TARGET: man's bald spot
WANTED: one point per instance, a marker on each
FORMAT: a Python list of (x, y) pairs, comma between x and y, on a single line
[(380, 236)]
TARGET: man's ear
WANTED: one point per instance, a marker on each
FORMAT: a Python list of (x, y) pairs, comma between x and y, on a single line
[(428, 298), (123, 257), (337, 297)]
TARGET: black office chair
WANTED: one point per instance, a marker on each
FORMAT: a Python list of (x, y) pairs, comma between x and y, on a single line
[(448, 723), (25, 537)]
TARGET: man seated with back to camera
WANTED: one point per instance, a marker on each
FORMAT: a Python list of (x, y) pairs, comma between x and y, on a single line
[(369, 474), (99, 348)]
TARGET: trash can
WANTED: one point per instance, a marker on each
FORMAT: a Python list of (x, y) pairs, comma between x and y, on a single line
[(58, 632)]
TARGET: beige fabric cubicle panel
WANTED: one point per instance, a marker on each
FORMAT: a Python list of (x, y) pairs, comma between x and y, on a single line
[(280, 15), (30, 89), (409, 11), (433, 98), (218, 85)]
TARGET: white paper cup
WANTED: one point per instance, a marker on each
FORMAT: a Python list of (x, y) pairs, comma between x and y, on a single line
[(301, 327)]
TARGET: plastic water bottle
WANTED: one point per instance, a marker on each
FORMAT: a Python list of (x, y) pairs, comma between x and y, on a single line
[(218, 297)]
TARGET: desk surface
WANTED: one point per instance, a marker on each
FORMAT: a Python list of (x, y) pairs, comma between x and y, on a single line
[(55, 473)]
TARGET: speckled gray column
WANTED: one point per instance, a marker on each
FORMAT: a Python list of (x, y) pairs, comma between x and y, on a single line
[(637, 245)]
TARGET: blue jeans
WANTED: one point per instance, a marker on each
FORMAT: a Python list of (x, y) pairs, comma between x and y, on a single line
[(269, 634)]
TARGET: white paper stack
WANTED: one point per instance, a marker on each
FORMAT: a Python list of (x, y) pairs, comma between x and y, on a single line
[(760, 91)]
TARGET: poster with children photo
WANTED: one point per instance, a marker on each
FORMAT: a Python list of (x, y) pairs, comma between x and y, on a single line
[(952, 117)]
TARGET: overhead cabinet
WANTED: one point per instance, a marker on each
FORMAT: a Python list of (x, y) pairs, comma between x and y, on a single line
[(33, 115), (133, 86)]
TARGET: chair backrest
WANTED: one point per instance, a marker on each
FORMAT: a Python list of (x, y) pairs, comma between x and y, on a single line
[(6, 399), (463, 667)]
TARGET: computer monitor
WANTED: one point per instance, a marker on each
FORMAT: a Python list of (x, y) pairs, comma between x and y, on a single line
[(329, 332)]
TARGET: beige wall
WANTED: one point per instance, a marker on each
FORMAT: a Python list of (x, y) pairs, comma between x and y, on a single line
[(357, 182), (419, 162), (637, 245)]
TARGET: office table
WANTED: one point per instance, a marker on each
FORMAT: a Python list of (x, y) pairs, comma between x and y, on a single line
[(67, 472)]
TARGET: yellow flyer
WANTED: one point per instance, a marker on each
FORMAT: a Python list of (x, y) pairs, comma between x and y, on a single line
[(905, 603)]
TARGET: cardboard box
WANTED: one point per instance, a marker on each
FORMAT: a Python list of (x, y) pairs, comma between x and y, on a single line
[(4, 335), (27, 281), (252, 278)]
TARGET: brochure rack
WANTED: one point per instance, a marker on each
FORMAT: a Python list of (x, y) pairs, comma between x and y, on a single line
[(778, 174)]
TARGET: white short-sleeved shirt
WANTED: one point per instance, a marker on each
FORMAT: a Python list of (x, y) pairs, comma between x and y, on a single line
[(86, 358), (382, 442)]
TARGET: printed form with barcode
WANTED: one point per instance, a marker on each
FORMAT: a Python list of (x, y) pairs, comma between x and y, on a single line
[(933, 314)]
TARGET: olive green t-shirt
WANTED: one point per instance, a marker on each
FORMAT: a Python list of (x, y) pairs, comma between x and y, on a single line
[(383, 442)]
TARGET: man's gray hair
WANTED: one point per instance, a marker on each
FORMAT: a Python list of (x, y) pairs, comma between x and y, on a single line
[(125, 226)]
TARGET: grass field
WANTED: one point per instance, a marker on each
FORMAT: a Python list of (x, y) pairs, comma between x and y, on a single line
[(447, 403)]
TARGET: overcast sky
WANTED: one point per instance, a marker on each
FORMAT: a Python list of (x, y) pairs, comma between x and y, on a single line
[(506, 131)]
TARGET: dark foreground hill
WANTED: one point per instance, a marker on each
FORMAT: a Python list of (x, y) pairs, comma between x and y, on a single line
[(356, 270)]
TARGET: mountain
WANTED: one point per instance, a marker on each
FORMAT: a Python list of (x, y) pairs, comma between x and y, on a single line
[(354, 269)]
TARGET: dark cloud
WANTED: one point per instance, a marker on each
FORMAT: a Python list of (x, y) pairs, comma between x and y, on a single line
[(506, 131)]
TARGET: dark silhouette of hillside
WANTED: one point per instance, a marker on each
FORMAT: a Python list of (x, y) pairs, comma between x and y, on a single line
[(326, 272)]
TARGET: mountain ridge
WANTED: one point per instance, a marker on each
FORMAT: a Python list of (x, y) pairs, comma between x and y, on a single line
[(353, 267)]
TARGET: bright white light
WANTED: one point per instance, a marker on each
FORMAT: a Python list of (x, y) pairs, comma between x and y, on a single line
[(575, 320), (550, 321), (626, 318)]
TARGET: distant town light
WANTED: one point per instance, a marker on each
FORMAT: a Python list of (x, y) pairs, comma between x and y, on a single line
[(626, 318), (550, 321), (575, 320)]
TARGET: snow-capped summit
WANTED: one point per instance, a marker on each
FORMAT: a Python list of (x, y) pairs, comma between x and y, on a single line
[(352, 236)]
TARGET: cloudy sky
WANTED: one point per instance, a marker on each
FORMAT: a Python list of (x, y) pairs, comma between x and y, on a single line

Job: Can you replace "a marker on each" with "a dot on each" everywhere it occurs in the items above and write them out again with everything else left as it is?

Written reply:
TARGET: man's bald spot
WANTED: one point per instance, a dot on each
FORMAT: a Python list of (x, y) pairs, comma between x and y, on a single line
[(380, 236)]
TARGET: man's ear
WANTED: one point per instance, a dot on each
FORMAT: a Python list of (x, y) pairs, comma between x and y, on a single line
[(428, 298), (123, 257), (337, 297)]
TARGET: black office chair
WANTED: one point per instance, a dot on each
FORMAT: a Python list of (x, y) pairs, comma between x and y, on a single line
[(448, 723), (25, 537)]
TARGET: man seated with back to camera
WANTED: one point per instance, a dot on each
FORMAT: a Python list of (x, y) pairs, comma between x and y, on a single line
[(369, 474), (99, 348)]
TARGET: trash can
WANTED: one point per instance, a dot on each
FORMAT: a Python list of (x, y) pairs, comma between x and y, on a single line
[(58, 632)]
TARGET: beige fabric cubicle panel
WANTED: one point per instance, a dot on each
FORMAT: a Python list of (x, y) pairs, comma between x and y, on a single line
[(280, 15), (30, 89), (409, 11), (433, 98), (218, 85)]
TARGET: white paper cup
WANTED: one point per instance, a dot on each
FORMAT: a Python list of (x, y) pairs, comma between x and y, on a single line
[(301, 327)]
TARGET: plastic water bottle
WANTED: one point per instance, a dot on each
FORMAT: a Python list of (x, y) pairs, comma between x and y, on a single line
[(218, 297)]
TARGET: desk surface
WANTED: one point per instance, a dot on each
FORMAT: a Python list of (x, y) pairs, comma between x and y, on a single line
[(55, 473)]
TARGET: speckled gray column
WANTED: one point per instance, a dot on each
FORMAT: a Python list of (x, y) pairs, comma between x and y, on a single line
[(637, 245)]
TARGET: blue jeans
WANTED: one point per instance, a dot on each
FORMAT: a Python list of (x, y) pairs, comma between x and y, on a single line
[(269, 634)]
TARGET: white paper stack
WANTED: one point per instance, a dot on each
FORMAT: a Python list of (x, y) pairs, comma between x and y, on a single line
[(760, 91)]
TARGET: poster with children photo
WANTED: one point per instance, a dot on each
FORMAT: a Python list of (x, y) pairs, comma between x and y, on a single line
[(952, 117)]
TARGET: overhead cabinet
WANTED: one point per instance, a dot on each
FORMAT: a Python list of (x, y) pairs, comma between x and y, on a single line
[(33, 115), (133, 86)]
TARGET: chair backrest
WANTED: one point per instance, a dot on each
FORMAT: a Python list of (x, y) pairs, comma between x and y, on a single line
[(6, 399), (463, 667)]
TARGET: computer monitor
WANTED: one point per instance, a dot on each
FORMAT: a Python list of (x, y) pairs, comma between x and y, on a single line
[(329, 332)]
TARGET: beige wall
WANTED: one point per instance, a dot on each
FORMAT: a Python list of (x, y) pairs, comma between x and y, on a single line
[(357, 182), (419, 162), (637, 245)]
TARGET: office table
WANTED: one point per instance, a dot on each
FORMAT: a Python list of (x, y) pairs, comma between x and y, on a single line
[(67, 472)]
TARGET: yellow flyer
WANTED: one point per instance, a dot on each
FORMAT: a Python list of (x, y) pairs, comma between x and y, on a single line
[(905, 603)]
TARGET: cardboard box
WANTED: one point per instance, a dot on each
FORMAT: a Python list of (x, y) pairs, comma between x and y, on a single line
[(4, 335), (27, 281), (252, 278)]
TARGET: brochure rack
WANTED: one point per instance, a dot on each
FORMAT: a Python list of (x, y) pairs, comma between x and y, on a single line
[(778, 174)]
TARGET: white short-sleeved shirt
WANTED: one point per instance, a dot on each
FORMAT: a Python list of (x, y) pairs, comma between x and y, on a single line
[(86, 358), (382, 442)]
TARGET: printed form with barcode
WANTED: one point per instance, a dot on each
FORMAT: a Python list of (x, y) pairs, comma between x and y, on a single line
[(933, 314)]
TARGET: olive green t-shirt
WANTED: one point per instance, a dot on each
FORMAT: a Python list of (x, y) pairs, comma between x and y, on a single line
[(383, 442)]
TARGET: man's gray hair
WANTED: one point per instance, a dot on each
FORMAT: a Python list of (x, y) pairs, comma between x and y, on a single line
[(125, 226)]
TARGET: grass field
WANTED: one point per instance, a dot on each
FORMAT: a Python list of (x, y) pairs, comma between x and y, on a single line
[(447, 403)]
TARGET: overcast sky
WANTED: one point per instance, a dot on each
FORMAT: a Python list of (x, y) pairs, comma between x and y, on a single line
[(506, 131)]
TARGET: dark foreground hill
WANTED: one point per instance, a dot on each
FORMAT: a Python list of (x, y) pairs, comma between x and y, on a single line
[(356, 270)]
TARGET: mountain
WANTED: one point per instance, a dot on each
FORMAT: a Python list of (x, y) pairs, comma between x and y, on a single line
[(354, 269)]
TARGET: dark cloud
WANTED: one point per instance, a dot on each
FORMAT: a Python list of (x, y) pairs, comma between x and y, on a single line
[(506, 131)]
TARGET: dark silhouette of hillside
WANTED: one point per instance, a dot on each
FORMAT: a Python list of (x, y) pairs, comma between x and y, on a single line
[(326, 272)]
TARGET: mountain ridge
WANTED: one point per instance, a dot on each
FORMAT: a Python list of (x, y) pairs, comma between x and y, on a single line
[(353, 267)]
TARGET: bright white light
WANTED: one point per instance, a dot on each
FORMAT: a Python list of (x, y) pairs, comma between x and y, on a single line
[(575, 320), (550, 321), (626, 318)]
TARGET: distant town light
WANTED: one point per instance, a dot on each
FORMAT: a Python list of (x, y) pairs, comma between x and y, on a single line
[(626, 318), (550, 321), (575, 320)]
TARGET: snow-capped summit
WANTED: one point per instance, a dot on each
FORMAT: a Python list of (x, y) pairs, comma between x and y, on a single line
[(352, 236)]
TARGET: cloudy sky
WANTED: one point per instance, a dot on each
FORMAT: a Python list of (x, y) pairs, comma between x and y, on a single line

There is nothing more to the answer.